===== DATA TO PROCESS
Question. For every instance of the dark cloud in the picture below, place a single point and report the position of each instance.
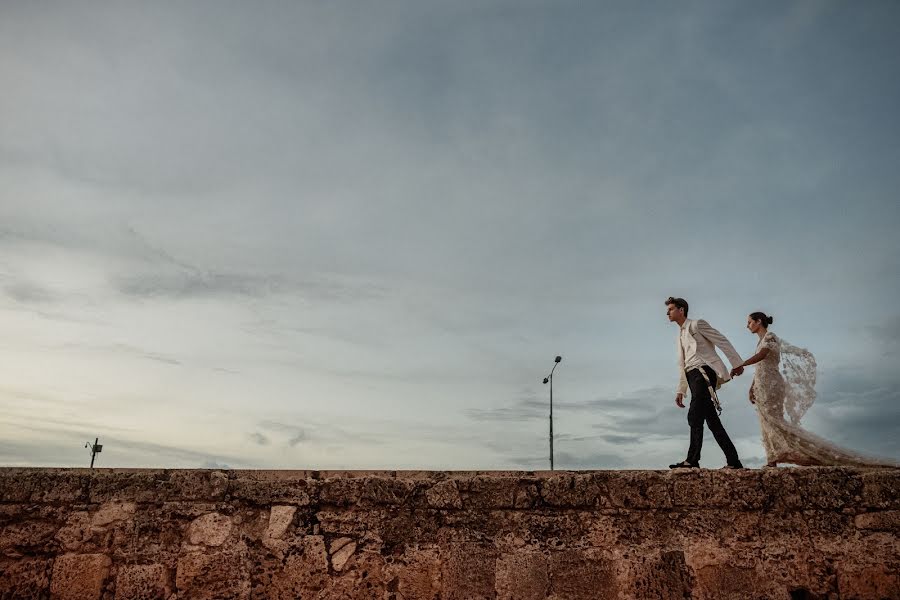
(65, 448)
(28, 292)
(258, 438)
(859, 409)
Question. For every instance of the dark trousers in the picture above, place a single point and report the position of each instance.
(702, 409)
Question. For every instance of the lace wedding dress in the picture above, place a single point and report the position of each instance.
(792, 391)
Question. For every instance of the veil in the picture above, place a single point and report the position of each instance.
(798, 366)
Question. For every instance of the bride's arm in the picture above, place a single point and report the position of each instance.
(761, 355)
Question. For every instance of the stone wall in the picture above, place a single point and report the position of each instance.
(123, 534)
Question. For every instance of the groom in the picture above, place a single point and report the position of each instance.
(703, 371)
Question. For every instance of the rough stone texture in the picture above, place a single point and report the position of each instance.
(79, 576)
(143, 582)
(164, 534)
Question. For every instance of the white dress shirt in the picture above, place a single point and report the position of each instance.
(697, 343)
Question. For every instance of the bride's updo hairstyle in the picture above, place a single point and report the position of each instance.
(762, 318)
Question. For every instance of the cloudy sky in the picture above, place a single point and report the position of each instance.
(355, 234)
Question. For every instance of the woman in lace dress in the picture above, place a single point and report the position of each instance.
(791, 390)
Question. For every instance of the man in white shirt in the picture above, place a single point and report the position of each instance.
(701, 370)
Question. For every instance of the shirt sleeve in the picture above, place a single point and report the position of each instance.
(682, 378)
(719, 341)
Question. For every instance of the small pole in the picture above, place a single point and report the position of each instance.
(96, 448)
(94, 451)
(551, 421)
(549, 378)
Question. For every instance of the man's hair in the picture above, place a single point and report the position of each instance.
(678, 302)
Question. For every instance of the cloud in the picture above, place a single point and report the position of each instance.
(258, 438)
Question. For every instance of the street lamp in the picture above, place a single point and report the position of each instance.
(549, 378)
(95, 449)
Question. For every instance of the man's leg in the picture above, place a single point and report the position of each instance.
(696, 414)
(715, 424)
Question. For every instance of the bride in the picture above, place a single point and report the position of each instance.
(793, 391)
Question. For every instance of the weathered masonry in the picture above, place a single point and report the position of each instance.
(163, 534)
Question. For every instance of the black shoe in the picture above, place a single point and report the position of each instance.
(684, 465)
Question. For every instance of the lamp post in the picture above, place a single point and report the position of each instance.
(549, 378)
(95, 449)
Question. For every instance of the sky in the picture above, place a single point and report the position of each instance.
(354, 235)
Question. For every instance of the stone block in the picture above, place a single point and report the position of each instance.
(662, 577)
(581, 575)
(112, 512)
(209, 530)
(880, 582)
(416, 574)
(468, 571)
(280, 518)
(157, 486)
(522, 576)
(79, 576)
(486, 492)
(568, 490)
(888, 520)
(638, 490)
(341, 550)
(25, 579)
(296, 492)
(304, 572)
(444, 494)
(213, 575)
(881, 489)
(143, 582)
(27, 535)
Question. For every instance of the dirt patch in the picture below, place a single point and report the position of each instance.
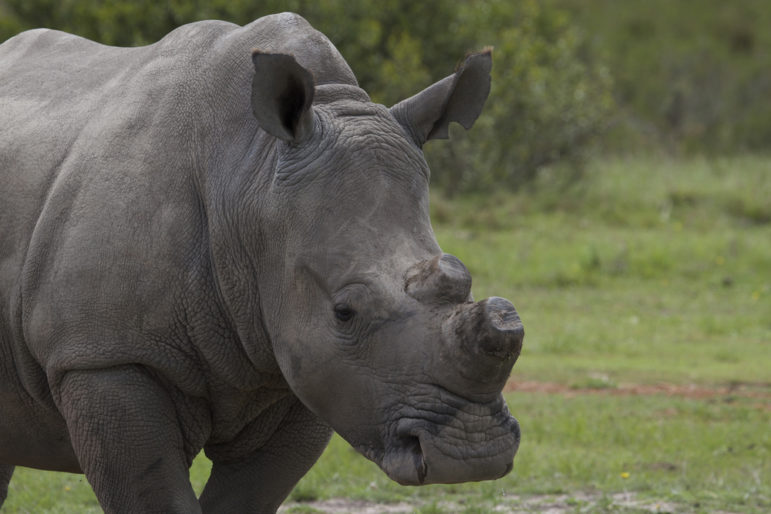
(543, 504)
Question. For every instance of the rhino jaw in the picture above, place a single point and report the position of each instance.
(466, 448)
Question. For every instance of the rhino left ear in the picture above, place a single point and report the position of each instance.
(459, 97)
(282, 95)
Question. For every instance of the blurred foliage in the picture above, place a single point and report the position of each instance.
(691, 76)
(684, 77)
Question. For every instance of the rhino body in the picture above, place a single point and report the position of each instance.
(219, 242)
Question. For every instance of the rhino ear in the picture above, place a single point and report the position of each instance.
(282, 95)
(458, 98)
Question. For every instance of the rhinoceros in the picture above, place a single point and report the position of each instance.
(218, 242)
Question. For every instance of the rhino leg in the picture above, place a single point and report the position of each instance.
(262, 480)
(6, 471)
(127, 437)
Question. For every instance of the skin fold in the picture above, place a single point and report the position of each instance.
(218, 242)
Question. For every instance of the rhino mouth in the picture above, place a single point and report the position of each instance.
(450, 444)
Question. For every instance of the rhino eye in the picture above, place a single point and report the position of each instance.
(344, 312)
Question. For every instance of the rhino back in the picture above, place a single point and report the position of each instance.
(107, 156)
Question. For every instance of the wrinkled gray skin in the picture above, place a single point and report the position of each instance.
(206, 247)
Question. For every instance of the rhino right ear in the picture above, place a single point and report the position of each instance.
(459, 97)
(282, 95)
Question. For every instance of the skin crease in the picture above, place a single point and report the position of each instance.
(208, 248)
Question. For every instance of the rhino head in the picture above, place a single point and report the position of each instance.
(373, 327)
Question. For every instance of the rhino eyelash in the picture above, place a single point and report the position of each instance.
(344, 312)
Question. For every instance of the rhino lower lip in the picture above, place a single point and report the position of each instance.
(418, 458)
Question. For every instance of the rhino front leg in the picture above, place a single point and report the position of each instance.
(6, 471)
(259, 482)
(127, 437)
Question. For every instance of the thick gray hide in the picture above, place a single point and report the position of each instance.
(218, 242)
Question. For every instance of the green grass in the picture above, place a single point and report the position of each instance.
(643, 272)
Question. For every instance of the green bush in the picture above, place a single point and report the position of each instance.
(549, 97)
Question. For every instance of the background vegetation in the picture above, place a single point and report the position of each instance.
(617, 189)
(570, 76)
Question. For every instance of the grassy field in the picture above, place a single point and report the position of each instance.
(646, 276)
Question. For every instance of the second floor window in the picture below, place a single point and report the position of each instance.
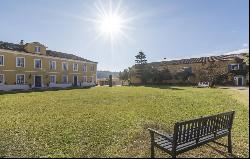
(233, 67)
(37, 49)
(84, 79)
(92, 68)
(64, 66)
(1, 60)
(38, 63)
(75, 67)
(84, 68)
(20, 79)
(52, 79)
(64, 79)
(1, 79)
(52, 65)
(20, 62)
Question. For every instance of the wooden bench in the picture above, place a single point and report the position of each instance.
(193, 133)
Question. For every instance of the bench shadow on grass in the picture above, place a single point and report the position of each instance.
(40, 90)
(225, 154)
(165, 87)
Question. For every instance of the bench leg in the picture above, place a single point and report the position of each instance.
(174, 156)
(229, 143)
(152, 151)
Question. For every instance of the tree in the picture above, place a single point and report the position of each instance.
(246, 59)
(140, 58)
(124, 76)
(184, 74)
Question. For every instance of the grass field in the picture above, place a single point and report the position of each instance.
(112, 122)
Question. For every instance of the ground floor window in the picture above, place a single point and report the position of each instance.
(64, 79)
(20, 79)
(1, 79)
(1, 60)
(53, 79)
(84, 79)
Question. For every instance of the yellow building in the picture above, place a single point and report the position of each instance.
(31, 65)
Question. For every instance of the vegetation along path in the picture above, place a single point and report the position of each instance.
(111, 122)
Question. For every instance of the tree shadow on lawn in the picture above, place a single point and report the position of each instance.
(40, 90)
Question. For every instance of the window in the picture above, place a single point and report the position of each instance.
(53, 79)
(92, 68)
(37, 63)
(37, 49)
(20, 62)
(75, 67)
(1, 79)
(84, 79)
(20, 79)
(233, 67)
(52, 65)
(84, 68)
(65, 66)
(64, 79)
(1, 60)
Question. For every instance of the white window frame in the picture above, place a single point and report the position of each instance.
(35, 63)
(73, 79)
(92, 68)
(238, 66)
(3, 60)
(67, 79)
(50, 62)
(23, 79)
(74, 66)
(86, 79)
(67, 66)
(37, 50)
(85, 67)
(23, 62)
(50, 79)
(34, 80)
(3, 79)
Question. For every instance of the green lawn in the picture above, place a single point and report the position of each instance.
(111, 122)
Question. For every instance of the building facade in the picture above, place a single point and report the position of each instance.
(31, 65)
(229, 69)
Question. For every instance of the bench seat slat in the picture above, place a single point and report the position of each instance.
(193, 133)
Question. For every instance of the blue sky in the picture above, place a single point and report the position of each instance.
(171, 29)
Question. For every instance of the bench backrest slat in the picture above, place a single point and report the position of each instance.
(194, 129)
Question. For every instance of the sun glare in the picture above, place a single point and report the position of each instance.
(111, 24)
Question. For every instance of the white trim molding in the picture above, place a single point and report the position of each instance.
==========
## GOAL
Without the pictures, copy the material exactly as given.

## SOLVED PROBLEM
Question. For every instance of the dark cloud in the picture below, place a single point and report the position of each instance.
(65, 448)
(28, 292)
(258, 438)
(859, 409)
Question. For every instance of the dark trousers in the picture above, place a single point and report the position of each instance.
(702, 409)
Question. For every instance of the lace wedding dress in the picture above, place a single point and report the position of each instance.
(792, 391)
Question. For every instance of the veil in the picture above, place a single point and report the position of each instance.
(798, 366)
Question. For every instance of the bride's arm in the picture above, place a single point and report the position of each instance.
(761, 355)
Question. For every instance of the stone wall in the picture above, place a single point and report the position of each instance.
(123, 534)
Question. For every instance of the groom in the picture above, place a single point and report the position of each instance.
(703, 371)
Question. For every instance of the rough stone texture in the picture above, place a single point and report the position of each instance.
(79, 576)
(143, 582)
(164, 534)
Question. For every instance of the white dress shirt in the picture above, place a single point and report the position of each instance.
(697, 343)
Question. For every instance of the bride's updo hairstyle in the picture above, place a single point and report the position of each instance.
(762, 318)
Question. For every instance of the cloudy sky in the picture above, place a single point and report the position of each instance.
(355, 234)
Question. For every instance of the woman in lace dress in the picture above, place a single point and report the position of each instance.
(791, 390)
Question. For every instance of the man in white shirt in the picture above, place a single point and report the position of each instance.
(701, 370)
Question. For every instance of the shirt sleeve in the picture above, place a single point and report the position of each instance.
(682, 378)
(719, 341)
Question. For every instance of the small pole in the picture above, place a single point and report the position of each instance.
(96, 448)
(94, 451)
(551, 421)
(549, 378)
Question. For every instance of the man's hair in the picture above, place a single point and report the position of each instance.
(678, 302)
Question. For every instance of the cloud in the picture above, place a single point and report the position of each instance.
(258, 438)
Question. For every instance of the street lamp in the picture above, place a single point and report the position of each instance.
(549, 378)
(95, 449)
Question. For every instance of the man's leg in the picture above, place a single point and report the position of each instance.
(696, 414)
(715, 424)
Question. For every instance of the bride in the picture above, place a single point and report the position of each instance.
(793, 391)
Question. For every instance of the weathered masonry in the picture above, place a single point and report the position of each instance.
(163, 534)
Question. For every instance of the black shoe in the picture above, place a single point and report the position of each instance.
(684, 465)
Question. For every instance of the lamp post in the picture above, place a single point and report the position of each instance.
(549, 378)
(95, 449)
Question. For every instance of the sky in the picture above, place a single point and report the position of each instance.
(354, 235)
Question. For every instance of the stone block in the picture above, place a single point and report the position of each instance.
(662, 577)
(581, 575)
(112, 512)
(209, 530)
(880, 582)
(416, 574)
(468, 571)
(280, 518)
(157, 486)
(522, 576)
(79, 576)
(486, 492)
(568, 490)
(888, 520)
(638, 490)
(341, 550)
(25, 579)
(296, 492)
(304, 572)
(444, 494)
(213, 575)
(881, 489)
(143, 582)
(27, 535)
Question. For every instance of the dirt patch in the picture below, place a single point and report the position of each instance.
(543, 504)
Question. For every instance of the rhino jaw in the picture above, place a single point and report the position of each instance.
(466, 448)
Question. For every instance of the rhino left ear in the picture above, place a single point and report the position of each instance.
(459, 97)
(282, 95)
Question. For every instance of the blurred foliage in the picture above, place a single point and report the position of each instance.
(691, 76)
(684, 77)
Question. For every instance of the rhino body in the picture above, place a single point and report the position of each instance.
(219, 242)
Question. For every instance of the rhino ear in the picture above, place a single point and report the position of each instance.
(282, 95)
(458, 98)
Question. For every instance of the rhinoceros in the picture above, place a single point and report the position of each instance.
(218, 242)
Question. For every instance of the rhino leg in the picture above, place a single point and report the position of each instance.
(262, 480)
(6, 471)
(127, 437)
Question. For every instance of the skin fold in the picture above, place a single point and report the position of each instance.
(218, 242)
Question. For every instance of the rhino mouth in the picture above, place a single point and report the position of each instance.
(450, 444)
Question. For every instance of the rhino eye in the picture above, place a single point and report the position of each instance.
(344, 312)
Question. For every instance of the rhino back in the picture above, place a single point and report the position of each instance.
(107, 156)
Question. For every instance of the wrinkled gray skin in the picture above, place a single point and report the position of each instance.
(206, 247)
Question. For every instance of the rhino right ear in the picture above, place a single point and report the position of each instance.
(459, 97)
(282, 95)
Question. For every instance of the skin crease in the picture above, place a single point and report the position of each instance.
(208, 248)
Question. For every instance of the rhino head in the picture above, place a single point and report the position of each instance.
(373, 327)
Question. For every instance of the rhino eyelash in the picture above, place a single point and report the position of each instance.
(344, 312)
Question. For every instance of the rhino lower lip in the picture above, place a single point and report the position of each instance.
(418, 458)
Question. For every instance of the rhino front leg in the picture above, place a single point and report the position of each instance.
(6, 471)
(259, 482)
(127, 437)
Question. For every instance of the thick gray hide in the picture above, place a single point and report the position of each instance.
(218, 242)
Question. For every instance of the green grass in the picture above, place a single point and report the position of each instance.
(643, 272)
Question. For every instance of the green bush in the picture above, place a single point and report the position of each instance.
(549, 97)
Question. For every instance of the background vegetation in the picture above, place a single point and report the position of each instance.
(617, 189)
(570, 76)
Question. For every instance of the grassy field in the picture above, place a single point and report the position of each instance.
(646, 276)
Question. For every instance of the second floor window in the picture below, place a single point and report the position of each instance.
(233, 67)
(37, 49)
(84, 79)
(92, 68)
(64, 66)
(1, 60)
(38, 63)
(75, 67)
(84, 68)
(20, 79)
(52, 79)
(64, 79)
(1, 79)
(52, 65)
(20, 62)
Question. For every instance of the wooden bench in the picture above, place a single point and report the position of each instance.
(193, 133)
Question. For every instance of the bench shadow on grass in the picture above, place a single point and report the position of each instance.
(40, 90)
(225, 154)
(165, 87)
Question. For every instance of the bench leg in the picture above, place a single point and report the position of each instance.
(174, 156)
(229, 143)
(152, 151)
Question. For every instance of the tree in the picture above, place a single point and report the position of each instance.
(246, 59)
(140, 58)
(124, 76)
(184, 74)
Question. For every instance of the grass field in the picture above, place a single point and report the position of each instance.
(112, 122)
Question. For every instance of the ground floor window in the picture above, place a single point and report the position of each instance.
(64, 79)
(20, 79)
(1, 79)
(1, 60)
(53, 79)
(84, 79)
Question. For every instance of the yellow building in the picture above, place a single point and report the position of each instance.
(31, 65)
Question. For every instance of the vegetation along path in the picture above, place a single point and report the position of each instance.
(111, 122)
Question. For every instance of the tree shadow on lawn in the picture above, place a single point and report the position of each instance.
(40, 90)
Question. For every instance of the window in the picture above, place a single point and report the position of each instance.
(53, 79)
(92, 68)
(37, 63)
(37, 49)
(20, 62)
(75, 67)
(1, 79)
(84, 79)
(20, 79)
(233, 67)
(52, 65)
(84, 68)
(65, 66)
(64, 79)
(1, 60)
Question. For every instance of the white window frame in the picture above, place a single point and report the position of each instance.
(35, 63)
(73, 79)
(92, 68)
(238, 66)
(3, 60)
(67, 79)
(50, 62)
(23, 79)
(74, 66)
(86, 79)
(67, 66)
(37, 50)
(85, 67)
(23, 62)
(50, 79)
(34, 80)
(3, 79)
Question. For every instance of the green lawn in the picture above, place a single point and report the position of each instance.
(111, 122)
Question. For every instance of the building facade in the picture above, place a single point and report the position of each instance.
(31, 65)
(229, 69)
Question. For every instance of the bench seat slat in the picture above, place a single point and report the position of each instance.
(193, 133)
Question. For every instance of the blue sky in the picture above, place a single point and report the position of each instance.
(171, 29)
Question. For every instance of the bench backrest slat in the picture above, place a single point and report the position of each instance.
(194, 129)
Question. For every instance of the sun glare in the picture above, place a single point and report the position of each instance.
(111, 24)
Question. For every instance of the white trim molding in the picture above, place a single point and report the position of each instance.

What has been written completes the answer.